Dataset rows
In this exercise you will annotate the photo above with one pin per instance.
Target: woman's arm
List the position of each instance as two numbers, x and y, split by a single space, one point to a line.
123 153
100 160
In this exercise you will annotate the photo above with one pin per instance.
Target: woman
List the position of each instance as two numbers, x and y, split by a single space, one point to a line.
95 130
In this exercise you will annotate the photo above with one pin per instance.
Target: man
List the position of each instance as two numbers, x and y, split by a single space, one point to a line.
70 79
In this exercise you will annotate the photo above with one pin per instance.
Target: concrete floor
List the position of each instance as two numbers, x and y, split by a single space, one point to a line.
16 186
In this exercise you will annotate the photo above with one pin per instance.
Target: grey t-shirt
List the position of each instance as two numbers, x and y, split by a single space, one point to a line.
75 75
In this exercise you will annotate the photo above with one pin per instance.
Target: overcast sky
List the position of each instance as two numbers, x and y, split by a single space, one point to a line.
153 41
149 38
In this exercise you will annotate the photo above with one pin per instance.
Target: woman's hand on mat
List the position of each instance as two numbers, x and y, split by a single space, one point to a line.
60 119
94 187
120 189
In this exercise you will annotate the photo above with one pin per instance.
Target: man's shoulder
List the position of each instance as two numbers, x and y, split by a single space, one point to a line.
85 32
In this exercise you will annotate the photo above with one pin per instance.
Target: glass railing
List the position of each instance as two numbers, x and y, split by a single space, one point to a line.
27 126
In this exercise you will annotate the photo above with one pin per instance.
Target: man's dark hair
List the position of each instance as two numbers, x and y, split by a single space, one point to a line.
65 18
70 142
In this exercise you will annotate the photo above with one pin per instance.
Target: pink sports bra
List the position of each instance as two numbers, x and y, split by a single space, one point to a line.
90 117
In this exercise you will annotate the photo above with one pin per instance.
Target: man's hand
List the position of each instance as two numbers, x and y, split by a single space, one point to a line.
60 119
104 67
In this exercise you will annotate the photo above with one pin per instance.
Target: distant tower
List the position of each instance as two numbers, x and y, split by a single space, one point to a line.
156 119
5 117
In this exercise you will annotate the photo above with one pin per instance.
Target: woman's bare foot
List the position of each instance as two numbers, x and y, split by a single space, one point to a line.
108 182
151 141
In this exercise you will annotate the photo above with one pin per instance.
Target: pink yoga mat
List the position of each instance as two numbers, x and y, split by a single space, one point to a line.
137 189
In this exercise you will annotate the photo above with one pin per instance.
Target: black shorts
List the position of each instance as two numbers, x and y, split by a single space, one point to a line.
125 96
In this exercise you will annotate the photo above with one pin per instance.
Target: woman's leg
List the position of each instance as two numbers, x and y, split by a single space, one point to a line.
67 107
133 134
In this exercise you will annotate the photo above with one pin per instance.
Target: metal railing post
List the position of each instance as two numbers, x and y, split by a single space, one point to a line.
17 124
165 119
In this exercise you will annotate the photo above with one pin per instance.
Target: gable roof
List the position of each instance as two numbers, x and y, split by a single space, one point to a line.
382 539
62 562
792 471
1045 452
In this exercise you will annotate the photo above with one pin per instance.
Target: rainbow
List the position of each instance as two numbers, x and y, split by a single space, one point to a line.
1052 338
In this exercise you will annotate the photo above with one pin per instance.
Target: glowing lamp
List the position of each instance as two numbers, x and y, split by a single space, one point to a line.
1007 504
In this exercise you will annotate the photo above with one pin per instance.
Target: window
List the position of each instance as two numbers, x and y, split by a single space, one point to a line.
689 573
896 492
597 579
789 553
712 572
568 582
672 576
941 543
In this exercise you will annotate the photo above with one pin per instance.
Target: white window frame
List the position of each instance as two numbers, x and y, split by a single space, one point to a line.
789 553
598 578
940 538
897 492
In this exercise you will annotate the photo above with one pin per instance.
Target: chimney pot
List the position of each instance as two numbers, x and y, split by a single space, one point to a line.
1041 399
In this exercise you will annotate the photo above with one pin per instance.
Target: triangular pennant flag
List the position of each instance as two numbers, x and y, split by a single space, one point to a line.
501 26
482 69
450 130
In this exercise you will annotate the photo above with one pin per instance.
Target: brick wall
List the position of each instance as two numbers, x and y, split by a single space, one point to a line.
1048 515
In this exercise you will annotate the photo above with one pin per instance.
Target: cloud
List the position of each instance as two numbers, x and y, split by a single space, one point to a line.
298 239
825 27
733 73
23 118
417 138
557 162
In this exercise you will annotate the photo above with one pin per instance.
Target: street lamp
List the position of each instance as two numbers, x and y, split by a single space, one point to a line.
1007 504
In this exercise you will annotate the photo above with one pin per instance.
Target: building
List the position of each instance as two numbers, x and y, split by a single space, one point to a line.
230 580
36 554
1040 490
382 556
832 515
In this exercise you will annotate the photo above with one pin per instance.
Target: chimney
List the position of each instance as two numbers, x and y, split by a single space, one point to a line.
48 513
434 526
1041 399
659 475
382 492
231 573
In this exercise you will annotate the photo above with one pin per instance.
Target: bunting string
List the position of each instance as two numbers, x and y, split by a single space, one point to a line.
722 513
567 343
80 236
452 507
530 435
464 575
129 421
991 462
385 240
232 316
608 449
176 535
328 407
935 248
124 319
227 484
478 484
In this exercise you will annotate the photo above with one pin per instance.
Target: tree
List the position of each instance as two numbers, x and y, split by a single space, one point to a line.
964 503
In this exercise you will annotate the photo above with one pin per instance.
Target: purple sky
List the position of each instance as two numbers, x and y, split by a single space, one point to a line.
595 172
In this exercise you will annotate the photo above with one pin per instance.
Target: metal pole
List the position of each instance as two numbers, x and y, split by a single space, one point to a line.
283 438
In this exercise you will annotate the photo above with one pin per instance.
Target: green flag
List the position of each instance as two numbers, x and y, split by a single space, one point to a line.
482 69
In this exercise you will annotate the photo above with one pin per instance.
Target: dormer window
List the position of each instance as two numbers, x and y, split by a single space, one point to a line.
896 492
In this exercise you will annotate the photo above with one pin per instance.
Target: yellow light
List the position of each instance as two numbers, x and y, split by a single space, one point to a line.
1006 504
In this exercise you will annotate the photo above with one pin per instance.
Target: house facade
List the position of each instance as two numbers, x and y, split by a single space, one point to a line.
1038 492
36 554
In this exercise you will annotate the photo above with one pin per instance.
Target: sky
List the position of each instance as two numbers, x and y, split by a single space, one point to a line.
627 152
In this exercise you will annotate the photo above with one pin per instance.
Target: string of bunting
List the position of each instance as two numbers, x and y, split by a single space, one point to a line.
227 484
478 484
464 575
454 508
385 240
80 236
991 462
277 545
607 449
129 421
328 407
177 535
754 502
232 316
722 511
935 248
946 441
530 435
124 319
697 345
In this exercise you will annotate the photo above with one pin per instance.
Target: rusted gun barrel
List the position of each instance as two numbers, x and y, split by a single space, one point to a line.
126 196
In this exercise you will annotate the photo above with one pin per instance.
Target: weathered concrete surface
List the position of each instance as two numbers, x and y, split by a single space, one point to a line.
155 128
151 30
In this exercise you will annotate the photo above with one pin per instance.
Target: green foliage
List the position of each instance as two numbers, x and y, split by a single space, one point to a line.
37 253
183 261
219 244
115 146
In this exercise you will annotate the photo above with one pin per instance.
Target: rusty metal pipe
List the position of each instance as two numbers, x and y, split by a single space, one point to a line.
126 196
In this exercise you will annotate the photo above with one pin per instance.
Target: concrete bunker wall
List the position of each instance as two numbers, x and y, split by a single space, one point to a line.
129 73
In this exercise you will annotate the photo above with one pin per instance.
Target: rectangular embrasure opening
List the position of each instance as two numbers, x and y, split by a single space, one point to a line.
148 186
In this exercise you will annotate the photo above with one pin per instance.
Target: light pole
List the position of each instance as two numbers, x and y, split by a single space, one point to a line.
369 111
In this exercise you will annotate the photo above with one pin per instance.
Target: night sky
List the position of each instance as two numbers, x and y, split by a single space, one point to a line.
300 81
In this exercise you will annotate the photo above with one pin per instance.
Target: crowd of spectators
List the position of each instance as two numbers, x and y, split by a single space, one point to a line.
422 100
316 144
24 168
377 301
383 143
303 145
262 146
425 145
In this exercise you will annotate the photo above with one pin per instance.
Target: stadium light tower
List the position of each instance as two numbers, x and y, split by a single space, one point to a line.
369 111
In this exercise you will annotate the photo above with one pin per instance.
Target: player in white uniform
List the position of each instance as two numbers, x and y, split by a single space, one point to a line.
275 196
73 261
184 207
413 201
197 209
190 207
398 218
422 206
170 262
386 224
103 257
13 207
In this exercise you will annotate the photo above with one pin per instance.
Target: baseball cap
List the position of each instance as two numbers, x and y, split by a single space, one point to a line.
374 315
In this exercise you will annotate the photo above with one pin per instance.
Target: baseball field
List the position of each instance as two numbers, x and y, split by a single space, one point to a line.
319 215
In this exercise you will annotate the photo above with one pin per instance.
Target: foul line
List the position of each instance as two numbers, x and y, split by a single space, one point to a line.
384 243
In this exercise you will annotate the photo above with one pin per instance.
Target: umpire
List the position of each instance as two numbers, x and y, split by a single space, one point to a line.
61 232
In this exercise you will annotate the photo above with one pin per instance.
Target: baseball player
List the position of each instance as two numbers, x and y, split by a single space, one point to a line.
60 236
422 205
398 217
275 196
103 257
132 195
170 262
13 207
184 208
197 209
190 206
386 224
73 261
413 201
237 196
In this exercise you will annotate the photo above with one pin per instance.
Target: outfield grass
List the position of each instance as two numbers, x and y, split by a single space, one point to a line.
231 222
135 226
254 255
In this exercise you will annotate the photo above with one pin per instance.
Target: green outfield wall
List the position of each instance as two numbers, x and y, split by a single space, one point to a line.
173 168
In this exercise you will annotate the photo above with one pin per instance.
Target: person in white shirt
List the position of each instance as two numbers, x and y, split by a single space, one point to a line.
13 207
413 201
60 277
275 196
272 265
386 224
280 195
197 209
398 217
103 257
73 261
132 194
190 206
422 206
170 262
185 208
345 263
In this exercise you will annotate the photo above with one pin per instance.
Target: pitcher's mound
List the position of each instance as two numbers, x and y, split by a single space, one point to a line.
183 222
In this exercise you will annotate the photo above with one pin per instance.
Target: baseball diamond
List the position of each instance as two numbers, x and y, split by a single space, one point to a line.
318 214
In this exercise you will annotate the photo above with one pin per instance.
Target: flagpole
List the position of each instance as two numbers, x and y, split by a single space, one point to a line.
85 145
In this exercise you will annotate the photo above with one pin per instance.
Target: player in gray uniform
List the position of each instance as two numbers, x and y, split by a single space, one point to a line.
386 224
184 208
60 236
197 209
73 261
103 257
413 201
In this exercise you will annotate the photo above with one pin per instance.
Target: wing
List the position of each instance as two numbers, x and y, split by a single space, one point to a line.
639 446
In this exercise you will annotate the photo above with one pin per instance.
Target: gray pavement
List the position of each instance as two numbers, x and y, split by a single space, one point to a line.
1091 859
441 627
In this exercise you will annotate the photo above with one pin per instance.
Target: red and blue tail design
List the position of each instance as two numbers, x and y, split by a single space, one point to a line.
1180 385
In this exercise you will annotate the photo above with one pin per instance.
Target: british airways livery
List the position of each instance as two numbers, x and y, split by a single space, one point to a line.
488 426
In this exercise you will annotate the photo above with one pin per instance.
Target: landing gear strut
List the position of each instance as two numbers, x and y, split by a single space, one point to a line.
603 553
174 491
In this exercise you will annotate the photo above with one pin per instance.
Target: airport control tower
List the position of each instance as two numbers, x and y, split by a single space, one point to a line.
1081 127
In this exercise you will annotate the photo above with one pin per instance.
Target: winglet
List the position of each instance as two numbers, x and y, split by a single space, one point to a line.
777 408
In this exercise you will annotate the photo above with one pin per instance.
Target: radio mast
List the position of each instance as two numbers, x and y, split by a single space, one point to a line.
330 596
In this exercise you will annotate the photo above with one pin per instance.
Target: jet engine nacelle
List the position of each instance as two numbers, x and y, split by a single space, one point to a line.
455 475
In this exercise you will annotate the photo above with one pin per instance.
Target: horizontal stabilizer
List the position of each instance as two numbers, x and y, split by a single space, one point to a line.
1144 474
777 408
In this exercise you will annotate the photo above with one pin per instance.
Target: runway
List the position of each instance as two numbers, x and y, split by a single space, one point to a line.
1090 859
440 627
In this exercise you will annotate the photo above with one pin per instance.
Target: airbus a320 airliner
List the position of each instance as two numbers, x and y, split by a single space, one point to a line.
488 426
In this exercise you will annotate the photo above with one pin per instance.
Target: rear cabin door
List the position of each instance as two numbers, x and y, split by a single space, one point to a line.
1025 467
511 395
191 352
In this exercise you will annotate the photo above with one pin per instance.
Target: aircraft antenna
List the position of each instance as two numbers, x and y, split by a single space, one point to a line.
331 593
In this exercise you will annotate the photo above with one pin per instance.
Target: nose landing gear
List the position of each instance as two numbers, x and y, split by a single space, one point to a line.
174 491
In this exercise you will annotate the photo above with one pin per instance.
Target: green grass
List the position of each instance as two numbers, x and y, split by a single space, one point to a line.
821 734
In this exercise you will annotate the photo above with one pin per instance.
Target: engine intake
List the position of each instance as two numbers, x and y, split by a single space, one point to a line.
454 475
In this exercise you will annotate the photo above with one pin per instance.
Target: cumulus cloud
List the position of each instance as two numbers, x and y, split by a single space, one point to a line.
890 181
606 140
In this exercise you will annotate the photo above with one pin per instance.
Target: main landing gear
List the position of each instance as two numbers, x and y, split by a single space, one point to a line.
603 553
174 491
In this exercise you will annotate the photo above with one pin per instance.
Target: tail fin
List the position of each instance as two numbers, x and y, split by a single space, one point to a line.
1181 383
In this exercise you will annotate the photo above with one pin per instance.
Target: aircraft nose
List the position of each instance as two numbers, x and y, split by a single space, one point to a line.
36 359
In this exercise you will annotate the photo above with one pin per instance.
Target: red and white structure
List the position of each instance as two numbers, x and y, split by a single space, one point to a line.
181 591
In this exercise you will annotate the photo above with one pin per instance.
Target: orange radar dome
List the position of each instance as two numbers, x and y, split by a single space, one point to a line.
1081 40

## [What is needed]
How many lines in the rows contain the word "metal"? Case counts, so only lines where the word appears in that exact case should be included. Give the number alone.

## [Task answer]
3